Excerpt provided
————

OH MY GOD, STEVE!  I want to lose my mind!  It's reached the point where I have to interrupt him and ask him to give me the abridged version before any more of my brain cells die of boredom.  How in the hell do I deal with this without hurting his feelings?"

He stared at me in awe and said, "I think that in all of my years of doing this I have never had a woman come to me with this problem."

Now, most women might be offended by that, but let's be honest here.  Women, as a group, are notorious for rambling on about things that men have absolutely no interest in.  I admit that I have been guilty of this crime.  And usually I get offended when told to get to the point.

If I'm feeling bitchy enough, I might even say, "Forget it.  I wouldn't want to bore you!"  We all know that statement is used in hopes that the other person will realize the error of their ways and beg us to tell them the rest of the story that they just complained about having to hear.  It's a form of Female Retaliation, and I'm not proud to say it, but I have used this weapon....a lot.

————

Aim of the exercise
Can you give the part of the excerpt above about rambling that opens with "He stared at" and closes with "this weapon....a lot.", swapping "weapon" for "tactic"?

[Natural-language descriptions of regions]
————

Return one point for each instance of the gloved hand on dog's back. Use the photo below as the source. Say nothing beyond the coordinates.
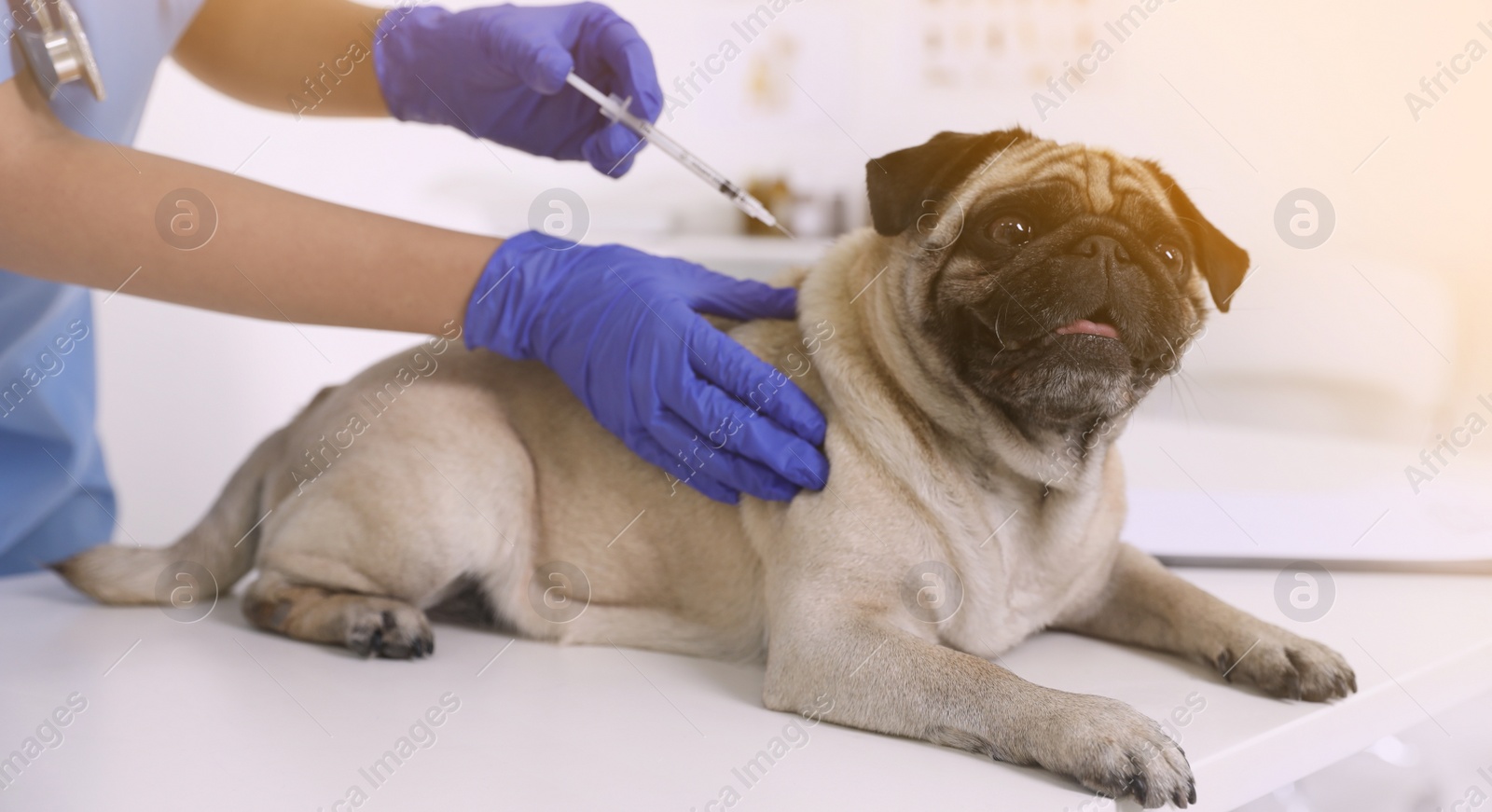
(499, 72)
(623, 329)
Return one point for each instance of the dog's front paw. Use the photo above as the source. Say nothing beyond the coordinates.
(1288, 666)
(1115, 750)
(390, 628)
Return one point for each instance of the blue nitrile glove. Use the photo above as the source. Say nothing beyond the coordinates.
(499, 74)
(621, 329)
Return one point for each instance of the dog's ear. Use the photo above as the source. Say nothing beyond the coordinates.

————

Solution to this problem
He stared at me in awe and said, "I think that in all of my years of doing this I have never had a woman come to me with this problem."

Now, most women might be offended by that, but let's be honest here.  Women, as a group, are notorious for rambling on about things that men have absolutely no interest in.  I admit that I have been guilty of this crime.  And usually I get offended when told to get to the point.

If I'm feeling bitchy enough, I might even say, "Forget it.  I wouldn't want to bore you!"  We all know that statement is used in hopes that the other person will realize the error of their ways and beg us to tell them the rest of the story that they just complained about having to hear.  It's a form of Female Retaliation, and I'm not proud to say it, but I have used this tactic....a lot.